EXERCISE REQUIREMENTS: The whole listing is to be returned exactly.

━━━━━ DATASET RECORDS ━━━━━

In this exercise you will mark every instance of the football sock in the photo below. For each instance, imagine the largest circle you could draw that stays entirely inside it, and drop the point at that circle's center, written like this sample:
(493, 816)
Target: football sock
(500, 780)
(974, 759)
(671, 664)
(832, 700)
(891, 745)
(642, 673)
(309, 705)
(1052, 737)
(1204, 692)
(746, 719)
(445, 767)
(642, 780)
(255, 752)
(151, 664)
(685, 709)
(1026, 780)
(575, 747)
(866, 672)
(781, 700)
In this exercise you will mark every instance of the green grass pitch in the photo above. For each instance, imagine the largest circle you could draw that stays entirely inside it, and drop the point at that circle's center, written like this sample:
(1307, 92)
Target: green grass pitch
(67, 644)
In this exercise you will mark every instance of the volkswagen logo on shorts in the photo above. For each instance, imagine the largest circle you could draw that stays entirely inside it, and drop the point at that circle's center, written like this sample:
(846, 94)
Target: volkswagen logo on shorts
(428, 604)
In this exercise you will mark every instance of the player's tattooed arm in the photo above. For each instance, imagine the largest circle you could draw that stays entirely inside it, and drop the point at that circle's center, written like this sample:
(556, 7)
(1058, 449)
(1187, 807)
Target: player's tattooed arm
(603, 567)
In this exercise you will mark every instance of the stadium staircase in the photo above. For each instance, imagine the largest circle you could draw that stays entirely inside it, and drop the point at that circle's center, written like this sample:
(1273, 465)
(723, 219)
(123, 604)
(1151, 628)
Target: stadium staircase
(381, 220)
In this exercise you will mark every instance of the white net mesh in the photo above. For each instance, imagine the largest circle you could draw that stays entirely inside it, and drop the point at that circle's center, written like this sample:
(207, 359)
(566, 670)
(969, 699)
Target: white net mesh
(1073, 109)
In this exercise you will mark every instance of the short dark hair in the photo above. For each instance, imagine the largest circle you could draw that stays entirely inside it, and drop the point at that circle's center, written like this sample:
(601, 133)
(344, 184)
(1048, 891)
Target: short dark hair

━━━━━

SOLUTION FOR THIS EXERCISE:
In this exercise you will mark every instance of the football sock in the photo below. For each instance, imagine the largest circle you could draw that stays entirely inside it, and drop the point at that circle's center, written like this sample:
(493, 816)
Target: football sock
(500, 780)
(974, 759)
(671, 664)
(832, 700)
(891, 745)
(642, 673)
(309, 705)
(1052, 737)
(1204, 692)
(746, 719)
(445, 767)
(642, 780)
(255, 752)
(151, 664)
(685, 709)
(1026, 780)
(575, 747)
(866, 672)
(781, 700)
In this exercise you will mark every instance of the green grass pitch in the photo above. For each instance, imagine the largest circle you could draw that stays entirely inside it, and drop the point at that circle's center, written like this sample:
(1307, 92)
Target: green grass pitch
(67, 644)
In this exercise you will mark every instance of the volkswagen logo on shorts in the photo above. For each instance, imagine the largest circle you could draw that stays entirely inside it, and drop the point at that circle's center, written like this sample:
(846, 94)
Target: volkswagen logo on shorts
(428, 604)
In this exercise you will mark every instance of the player's tattooed arm in the photo above. For each instance, imagine the largest circle you could draw that stays entirely inside it, and drop the point at that circle's center, written like this sample:
(556, 7)
(1058, 449)
(1187, 807)
Target: player's tattooed arm
(603, 567)
In this exercise you will mark every instance of the stadium staircase in the photo above. For each instance, imagine the largest circle you could draw that stays entirely inside it, and drop the point at that circle's center, written like this sample:
(1273, 465)
(723, 219)
(123, 604)
(1151, 628)
Target: stadium staircase
(381, 220)
In this exercise you will mark every instance of the white net mesh in the photo above. For each instance, imagine the largest circle you could draw that stays entirely inside it, and drop the point at that circle's center, written like this sample:
(207, 359)
(566, 670)
(969, 699)
Target: white net mesh
(1073, 109)
In this exercise you will mark every instance of the short dark hair in the photo above. For each instance, imagine the largest circle you could draw that stays entirely inside it, and drop the point at that circle's center, written like this sample:
(601, 133)
(344, 184)
(1048, 891)
Target: short dark hair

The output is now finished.